→ **Texto fornecido**:
%%

A ausência de meios de comunicação em várias localidades indicou que seria possível estabelecer as seguintes conexões com o ensino de jornalismo: (1) Há no Brasil áreas que podem ser consideradas “desertos” de formação superior?; (2) Existem cursos de jornalismo em locais “desertos” ou “quase desertos” de notícias? A partir dessas questões, analisamos o processo histórico-geográfico de expansão dos cursos para chegar a um mapa possível de evolução do ensino de jornalismo. À abordagem geográfica foi agregada a abordagem educacional, com dados sobre os cursos e as políticas públicas para o ensino superior.

A regionalização e os conceitos de cidade elaborados pelo Instituto Brasileiro de Geografia e Estatística (IBGE) estão na base deste artigo: os cursos foram identificados por regiões de influência das cidades 3 e regiões de articulação urbana 4 , de acordo com a distribuição territorial das universidades. O deslocamento dos estudantes é outro elemento-chave, pois alunos com maior pontuação no Exame Nacional do Ensino Médio (Enem) podem se matricular pelo Sistema Unificado de Seleção (Sisu) em instituições de estados diferentes da sua origem; e a seleção inclui políticas de interiorização e de expansão dos cursos superiores em instituições privadas, o financiamento estudantil (Fies) e o programa de bolsas Prouni. Na pesquisa de campo, o acesso aos dados da plataforma digital e-MEC, do Ministério da Educação 5 , mostrou inconsistências nos subsídios institucionais e exigiram dupla checagem nos websites das universidades para confirmar informações oficiais.

%%

→ **Amostra dos dados**:
%%

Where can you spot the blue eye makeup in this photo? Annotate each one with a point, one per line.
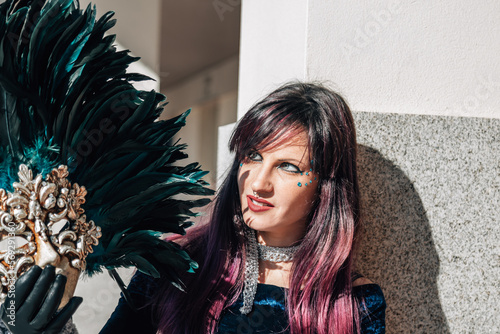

%%

→ **Conjunto de tarefas**:
a) Reescreva em forma de lista, de modo mais breve e com os fatos principais, o parágrafo do texto sobre o ensino de jornalismo que começa com "A ausência de meios de comunicação".
b) Repita, sem alterações, o trecho do texto sobre o ensino de jornalismo que vai de "A ausência de" até "o ensino superior.".
c) Retome o texto sobre o ensino de jornalismo a partir do ponto em que ele termina e dê continuidade a ele.
Os dados não têm nenhum papel nesta atividade.

→ **Resultados finais**:
a)
- A falta de meios de comunicação em várias localidades levou a duas perguntas sobre o ensino de jornalismo:
  1. Há no Brasil áreas que podem ser consideradas "desertos" de formação superior?
  2. Existem cursos de jornalismo em locais "desertos" ou "quase desertos" de notícias?
- Com base nessas perguntas, analisou-se o processo histórico-geográfico de expansão dos cursos para chegar a um mapa possível da evolução do ensino de jornalismo.
- À abordagem geográfica somou-se a educacional, com dados sobre os cursos e sobre as políticas públicas para o ensino superior.

b)
A ausência de meios de comunicação em várias localidades indicou que seria possível estabelecer as seguintes conexões com o ensino de jornalismo: (1) Há no Brasil áreas que podem ser consideradas “desertos” de formação superior?; (2) Existem cursos de jornalismo em locais “desertos” ou “quase desertos” de notícias? A partir dessas questões, analisamos o processo histórico-geográfico de expansão dos cursos para chegar a um mapa possível de evolução do ensino de jornalismo. À abordagem geográfica foi agregada a abordagem educacional, com dados sobre os cursos e as políticas públicas para o ensino superior.

c)
2. ARTICULAÇÕES URBANO-REGIONAIS EM REDE

A estrutura regional do Brasil tem sido explorada pelo IBGE desde a década de 1940, quando começaram a ser organizadas as camadas geográficas que estão na base dos conceitos de rede urbana. As identificações regionais evoluíram de Zonas Fisiográficas, em 1942 e 1960, para Microrregiões Homogêneas, em 1968; Mesorregiões homogêneas, em 1976; Microrregiões e Mesorregiões Geográficas, em 1990, até chegar às regiões de influência geográfica intermediárias e imediatas em 2017.

[…] a definição de um novo quadro regional vinculada ao intenso processo de ocupação e ampliação dos espaços produtivos que, aliado ao acelerado movimento de criação de municípios, a partir da Constituição Federal do Brasil de 1988, coloca novos desafios metodológicos à sua construção. Nesse contexto, um duplo processo de mudança, não só estritamente socioeconômico, mas também de natureza político-administrativa, alterou a geografia do País, gerando diferenças e desigualdades que tornaram mais complexa a leitura de seu território, aumentando, assim, a demanda por uma nova Divisão Regional do Brasil no período que vai da última década do Século XX à primeira do Século XXI. 6

As regiões de influência detalhadas no volume Regiões de Influência das Cidades: 2018 (Regic) 7 definem e delimitam a hierarquia dos centros urbanos nas várias regiões, bem como as redes que se estabelecem em escalas distintas entre os centros urbanos. Dependendo do seu grau de influência, as redes desenvolvem infraestruturas que abrigam atividades inovadoras de diferentes níveis e operam como centro de comando e controle: “O elo final de cada rede são as Metrópoles, para onde convergem as vinculações de todas as cidades presentes no Território Nacional” 8 .

A metodologia do IBGE para a rede de influências urbanas identifica “[…] a atração exercida entre as Cidades próximas e as ligações de longa distância realizadas pela atuação de instituições públicas e privadas presentes nos centros urbanos” 9 . O recorte das unidades territoriais pela inclusão da mobilidade populacional “movida pelo trabalho e pelo estudo” e os vínculos com a formação em jornalismo também são centrais neste artigo.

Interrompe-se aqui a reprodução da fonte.